**Liste des tâches:**
A. D'après le texte sur le carré à pourtours, pourquoi la solution a-t-elle été appelée « arabe » ?
B. Poursuivez le texte sur le carré à pourtours après sa dernière phrase.

**Texte fourni:**
+++
Somme de deux vis-à-vis sur le même pourtour : n²+1=82. Une diagonale contient les 9 nombres médians de 37 à 45 dans leur ordre.

Le carré central de 3 contient les nombres de 1 à 3 et de 81 à 79.

Le premier pourtour les nombres de 1 à 10 et de 78 à 72.

Le deuxième pourtour les nombres de 11 à 21 et de 71 à 61.

Le troisième pourtour les nombres de 22 à 36 et de 60 à 46.

J’ai appelé cette solution « arabe » parce que je l’ai trouvée dans un livre arabe ; mais est-elle vraiment d’el-Bouni lui-même ? Je ne le pense pas. D’abord il ne le prétend pas ; ensuite cet auteur est surtout connu pour des travaux sur les talismans, la cabbale, les vertus des noms divins ou d’oraisons diverses : il est peu probable qu’un « spécialiste » de ce genre ait été capable de résoudre un problème aussi difficile et exigeant une si rare ingéniosité.
+++
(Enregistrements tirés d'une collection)
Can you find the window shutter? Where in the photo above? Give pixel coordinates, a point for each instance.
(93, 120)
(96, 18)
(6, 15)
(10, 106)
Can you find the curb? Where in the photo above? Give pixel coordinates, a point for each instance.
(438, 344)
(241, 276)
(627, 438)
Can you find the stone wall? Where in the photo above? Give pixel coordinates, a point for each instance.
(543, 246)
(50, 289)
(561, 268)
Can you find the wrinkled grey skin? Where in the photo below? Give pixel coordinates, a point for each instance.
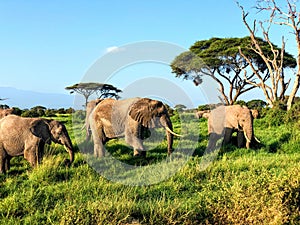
+++
**Réponses aux tâches:**
A. Parce qu'elle a été trouvée dans un livre arabe.

B.
La rédaction peut être d’El-Bouni. Il a dû avoir une source persane à en juger par les allusions nombreuses au jeu d’échecs qui était fort en honneur en Perse. Les pièces de ce jeu sont désignées par leurs noms persans : skâk, le Roi ; roh-h, la Tour ; ferzâneh, l’intelligent, le sage, chez nous : le fou.

Faut-il aller plus loin, des Persans remonter jusqu’aux Grecs, comme on a souvent occasion de le faire quand on s’occupe des sciences orientales ? El-Bouni lui-même semble nous y inviter. Il a des expressions comme wa gis, et mesure, et compare, à la fin d’une explication, que l’on trouve dans des traités grecs antiques. Plus précisément il termine son chapitre sur les carrés magiques par cette recommandation : « Sache que le mieux est d’écrire ces carré numériques avec le qalam naturel, car c’est le qalam des sages antérieurs, et tous leurs livres et toutes leurs œuvres sont tracés avec lui. »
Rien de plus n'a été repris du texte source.